-- begin EXTRACTED INFORMATION --
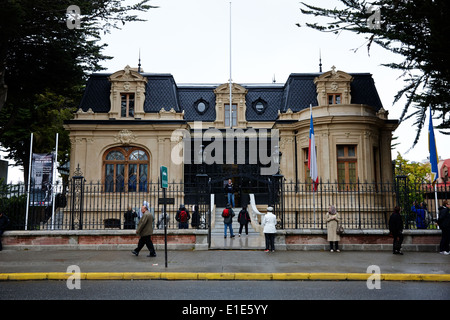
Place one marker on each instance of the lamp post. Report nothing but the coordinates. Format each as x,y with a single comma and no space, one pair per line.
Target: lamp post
277,189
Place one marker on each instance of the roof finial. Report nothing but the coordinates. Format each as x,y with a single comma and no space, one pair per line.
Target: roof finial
320,61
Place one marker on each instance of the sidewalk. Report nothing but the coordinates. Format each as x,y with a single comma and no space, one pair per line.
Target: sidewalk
224,264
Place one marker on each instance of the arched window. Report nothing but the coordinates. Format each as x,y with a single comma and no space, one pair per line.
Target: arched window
125,169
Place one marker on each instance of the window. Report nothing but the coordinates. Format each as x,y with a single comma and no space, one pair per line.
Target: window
127,105
259,105
126,170
334,98
227,115
347,166
201,106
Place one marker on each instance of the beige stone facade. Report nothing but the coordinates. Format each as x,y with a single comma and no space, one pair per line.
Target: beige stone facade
356,133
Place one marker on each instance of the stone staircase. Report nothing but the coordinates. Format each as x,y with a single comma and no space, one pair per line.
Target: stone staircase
254,240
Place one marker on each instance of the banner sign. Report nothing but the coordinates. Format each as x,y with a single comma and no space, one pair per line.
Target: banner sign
41,179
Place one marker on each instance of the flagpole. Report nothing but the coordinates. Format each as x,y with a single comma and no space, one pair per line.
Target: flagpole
314,189
231,100
54,182
434,160
29,182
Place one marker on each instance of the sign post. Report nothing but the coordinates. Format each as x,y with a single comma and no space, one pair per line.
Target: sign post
164,184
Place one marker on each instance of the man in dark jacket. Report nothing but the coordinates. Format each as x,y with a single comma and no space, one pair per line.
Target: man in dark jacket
4,221
444,225
145,232
396,229
228,215
183,217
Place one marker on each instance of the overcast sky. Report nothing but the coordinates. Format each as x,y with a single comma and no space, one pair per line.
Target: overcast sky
191,41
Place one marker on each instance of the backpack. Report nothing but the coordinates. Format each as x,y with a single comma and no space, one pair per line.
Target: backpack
183,216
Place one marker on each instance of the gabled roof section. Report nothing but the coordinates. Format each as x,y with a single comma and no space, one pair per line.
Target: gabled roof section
96,94
162,92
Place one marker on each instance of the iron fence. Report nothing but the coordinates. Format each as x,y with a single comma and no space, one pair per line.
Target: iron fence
81,205
361,205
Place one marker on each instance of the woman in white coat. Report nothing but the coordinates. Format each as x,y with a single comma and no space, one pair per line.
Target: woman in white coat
333,218
269,222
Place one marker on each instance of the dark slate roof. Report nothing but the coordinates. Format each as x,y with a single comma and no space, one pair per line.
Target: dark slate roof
160,92
297,93
96,94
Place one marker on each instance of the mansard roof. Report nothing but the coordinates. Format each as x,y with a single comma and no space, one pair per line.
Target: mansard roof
161,91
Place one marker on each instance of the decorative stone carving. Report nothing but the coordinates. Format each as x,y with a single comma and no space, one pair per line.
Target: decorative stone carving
125,137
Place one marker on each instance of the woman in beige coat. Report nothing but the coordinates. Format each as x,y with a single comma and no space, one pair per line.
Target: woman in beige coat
332,224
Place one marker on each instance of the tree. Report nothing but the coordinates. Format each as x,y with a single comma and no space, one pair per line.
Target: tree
44,64
417,30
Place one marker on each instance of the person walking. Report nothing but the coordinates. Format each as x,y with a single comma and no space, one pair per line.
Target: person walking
269,222
129,216
195,223
444,225
229,190
145,232
333,237
183,217
244,219
396,230
228,215
420,215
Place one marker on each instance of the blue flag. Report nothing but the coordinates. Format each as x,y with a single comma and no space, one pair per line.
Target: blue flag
433,152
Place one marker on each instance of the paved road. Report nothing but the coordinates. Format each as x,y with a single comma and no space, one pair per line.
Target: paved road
222,290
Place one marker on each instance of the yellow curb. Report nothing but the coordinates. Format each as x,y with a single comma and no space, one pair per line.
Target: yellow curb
142,275
63,275
436,277
328,276
104,276
179,276
253,276
222,276
216,276
27,276
291,276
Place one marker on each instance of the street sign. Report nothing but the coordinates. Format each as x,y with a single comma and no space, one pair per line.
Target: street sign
164,177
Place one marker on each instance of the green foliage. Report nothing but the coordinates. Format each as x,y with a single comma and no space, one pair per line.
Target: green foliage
416,30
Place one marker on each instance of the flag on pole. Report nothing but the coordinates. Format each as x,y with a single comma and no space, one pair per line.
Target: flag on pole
433,152
312,159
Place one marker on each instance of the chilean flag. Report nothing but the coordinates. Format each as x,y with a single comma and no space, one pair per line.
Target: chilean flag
312,159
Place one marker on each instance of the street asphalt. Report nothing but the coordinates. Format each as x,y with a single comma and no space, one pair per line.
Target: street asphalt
224,265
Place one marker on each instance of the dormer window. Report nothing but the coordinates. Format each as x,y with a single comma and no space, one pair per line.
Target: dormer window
233,115
259,105
333,87
127,94
334,98
201,106
127,105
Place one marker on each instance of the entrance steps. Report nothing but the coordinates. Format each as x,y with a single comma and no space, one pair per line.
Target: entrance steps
253,241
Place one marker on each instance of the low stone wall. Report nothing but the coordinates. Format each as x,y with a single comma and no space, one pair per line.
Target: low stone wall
102,240
376,240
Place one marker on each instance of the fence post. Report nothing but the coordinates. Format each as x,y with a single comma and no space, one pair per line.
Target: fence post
76,214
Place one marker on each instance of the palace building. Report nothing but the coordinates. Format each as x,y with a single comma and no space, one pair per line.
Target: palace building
131,123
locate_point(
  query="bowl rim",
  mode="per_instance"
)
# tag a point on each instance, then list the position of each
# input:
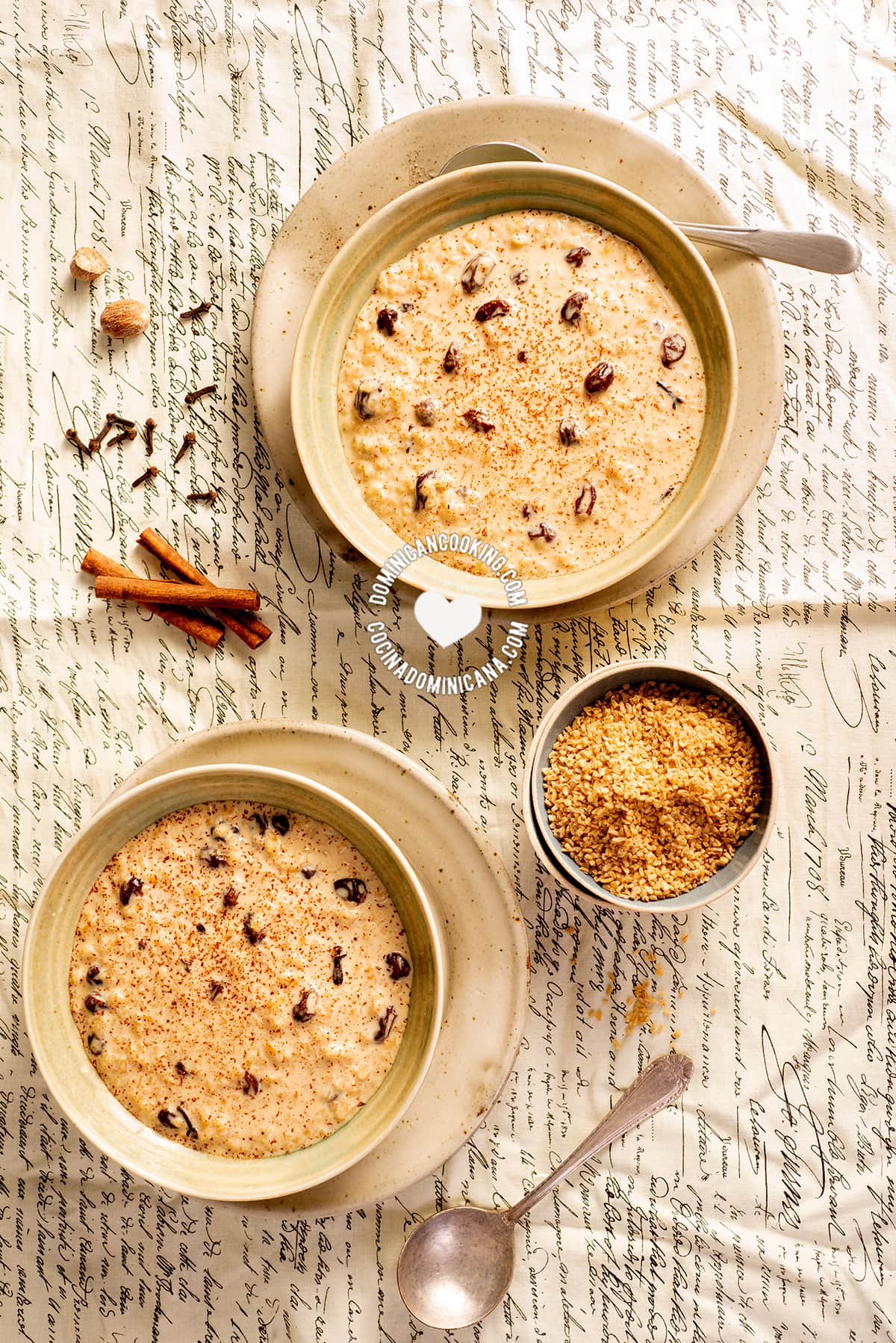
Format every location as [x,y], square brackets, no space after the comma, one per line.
[546,844]
[428,574]
[46,1048]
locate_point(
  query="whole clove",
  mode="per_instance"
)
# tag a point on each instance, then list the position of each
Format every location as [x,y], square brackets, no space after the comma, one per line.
[96,442]
[74,438]
[199,311]
[190,438]
[127,435]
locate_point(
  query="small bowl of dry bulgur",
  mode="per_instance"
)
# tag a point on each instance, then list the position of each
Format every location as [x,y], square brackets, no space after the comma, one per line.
[649,786]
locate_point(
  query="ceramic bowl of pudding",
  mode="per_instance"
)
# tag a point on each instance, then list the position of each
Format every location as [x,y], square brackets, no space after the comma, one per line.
[376,481]
[53,986]
[567,708]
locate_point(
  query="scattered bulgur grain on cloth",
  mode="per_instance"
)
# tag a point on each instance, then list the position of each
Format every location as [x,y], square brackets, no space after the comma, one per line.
[652,789]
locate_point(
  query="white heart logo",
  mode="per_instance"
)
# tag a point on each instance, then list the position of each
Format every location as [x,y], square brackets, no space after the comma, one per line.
[447,621]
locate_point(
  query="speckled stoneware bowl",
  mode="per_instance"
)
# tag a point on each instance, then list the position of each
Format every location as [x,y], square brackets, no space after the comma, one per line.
[448,203]
[57,1043]
[561,713]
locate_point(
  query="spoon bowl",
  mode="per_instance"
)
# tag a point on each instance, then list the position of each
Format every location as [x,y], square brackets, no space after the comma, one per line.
[457,1267]
[827,252]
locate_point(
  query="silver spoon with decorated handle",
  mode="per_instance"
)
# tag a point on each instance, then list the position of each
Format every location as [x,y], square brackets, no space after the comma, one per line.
[455,1268]
[828,252]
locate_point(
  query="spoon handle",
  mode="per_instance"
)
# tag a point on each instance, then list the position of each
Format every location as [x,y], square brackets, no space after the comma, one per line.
[828,252]
[659,1085]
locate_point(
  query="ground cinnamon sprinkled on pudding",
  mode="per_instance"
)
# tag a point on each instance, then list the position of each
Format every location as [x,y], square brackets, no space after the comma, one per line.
[202,978]
[574,387]
[652,789]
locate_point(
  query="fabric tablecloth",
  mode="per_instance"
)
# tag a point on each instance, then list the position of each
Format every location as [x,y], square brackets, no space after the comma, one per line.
[176,137]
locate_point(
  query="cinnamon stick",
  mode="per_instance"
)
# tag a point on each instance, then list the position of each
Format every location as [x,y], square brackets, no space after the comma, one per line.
[191,622]
[243,624]
[181,594]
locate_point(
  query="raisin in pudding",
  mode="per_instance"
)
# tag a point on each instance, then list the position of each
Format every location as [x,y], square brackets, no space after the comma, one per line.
[240,978]
[527,379]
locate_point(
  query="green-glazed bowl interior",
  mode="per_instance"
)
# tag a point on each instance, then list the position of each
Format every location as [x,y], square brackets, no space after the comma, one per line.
[57,1043]
[448,203]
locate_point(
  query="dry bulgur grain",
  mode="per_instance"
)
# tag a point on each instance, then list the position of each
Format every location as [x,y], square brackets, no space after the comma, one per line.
[652,789]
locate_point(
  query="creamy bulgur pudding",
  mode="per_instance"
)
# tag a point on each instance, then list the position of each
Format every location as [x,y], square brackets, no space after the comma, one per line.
[527,379]
[240,978]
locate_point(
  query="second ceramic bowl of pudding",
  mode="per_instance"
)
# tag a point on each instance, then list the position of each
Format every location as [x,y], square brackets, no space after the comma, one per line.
[566,710]
[57,1043]
[435,208]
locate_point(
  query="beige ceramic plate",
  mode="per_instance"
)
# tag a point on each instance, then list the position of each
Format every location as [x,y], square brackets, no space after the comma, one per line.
[485,943]
[413,149]
[437,207]
[57,1045]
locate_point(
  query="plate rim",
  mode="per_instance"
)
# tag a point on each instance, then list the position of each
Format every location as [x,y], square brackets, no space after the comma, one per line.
[314,1203]
[524,112]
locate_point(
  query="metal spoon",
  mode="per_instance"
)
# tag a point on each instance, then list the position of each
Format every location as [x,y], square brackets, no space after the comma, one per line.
[455,1267]
[828,252]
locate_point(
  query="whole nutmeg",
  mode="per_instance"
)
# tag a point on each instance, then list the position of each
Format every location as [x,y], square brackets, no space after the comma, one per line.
[125,317]
[87,264]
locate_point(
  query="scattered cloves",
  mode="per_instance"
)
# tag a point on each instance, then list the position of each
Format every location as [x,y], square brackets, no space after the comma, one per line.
[199,311]
[72,434]
[96,442]
[191,398]
[127,435]
[254,935]
[190,438]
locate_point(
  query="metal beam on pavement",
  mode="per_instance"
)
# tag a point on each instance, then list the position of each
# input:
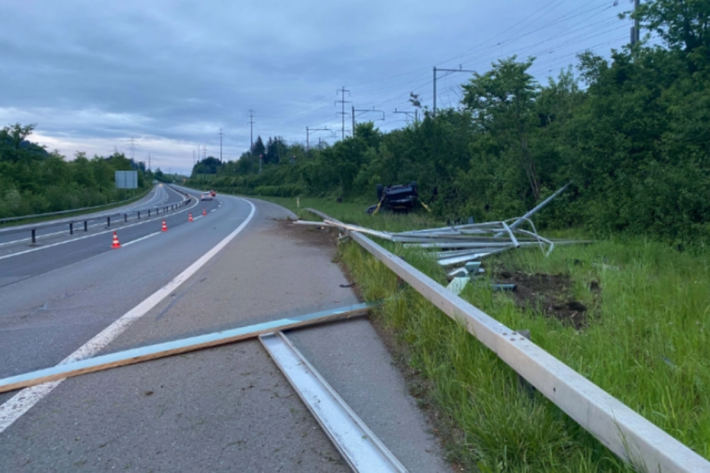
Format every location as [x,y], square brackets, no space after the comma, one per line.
[358,445]
[161,350]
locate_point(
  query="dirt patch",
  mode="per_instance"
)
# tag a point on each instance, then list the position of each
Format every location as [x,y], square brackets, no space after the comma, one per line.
[310,235]
[549,294]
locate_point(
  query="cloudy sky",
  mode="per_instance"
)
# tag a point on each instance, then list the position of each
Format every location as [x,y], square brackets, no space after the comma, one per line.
[171,73]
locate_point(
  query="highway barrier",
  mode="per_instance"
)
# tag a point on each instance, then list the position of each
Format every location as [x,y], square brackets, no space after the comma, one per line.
[628,434]
[32,228]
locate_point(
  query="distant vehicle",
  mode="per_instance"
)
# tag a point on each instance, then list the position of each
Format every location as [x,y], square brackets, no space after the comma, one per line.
[398,199]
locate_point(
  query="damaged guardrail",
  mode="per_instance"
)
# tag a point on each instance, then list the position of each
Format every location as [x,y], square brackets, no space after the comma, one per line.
[625,432]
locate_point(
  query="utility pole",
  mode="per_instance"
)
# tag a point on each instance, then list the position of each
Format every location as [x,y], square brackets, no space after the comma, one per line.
[251,128]
[342,101]
[220,146]
[133,148]
[308,137]
[636,29]
[366,111]
[446,70]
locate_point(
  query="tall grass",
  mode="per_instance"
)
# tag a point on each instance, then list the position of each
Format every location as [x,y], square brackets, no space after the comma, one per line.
[646,344]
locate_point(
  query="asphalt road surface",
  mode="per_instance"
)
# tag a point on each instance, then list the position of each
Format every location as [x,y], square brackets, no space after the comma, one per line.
[221,409]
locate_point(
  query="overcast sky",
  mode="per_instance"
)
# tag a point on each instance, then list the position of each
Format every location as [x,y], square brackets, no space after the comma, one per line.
[169,73]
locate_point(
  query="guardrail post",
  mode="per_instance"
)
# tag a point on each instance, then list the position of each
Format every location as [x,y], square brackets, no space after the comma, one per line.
[528,388]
-- end EXTRACTED INFORMATION --
GOAL:
Identify every line of the listing above that contains the word "facade", and copy each such line in full.

TASK RESPONSE:
Place one marker on each instance of the beige stone facade. Report nothing but the coordinates. Format each as x,y with a single comma and no space, one pair per line.
Target: beige stone facade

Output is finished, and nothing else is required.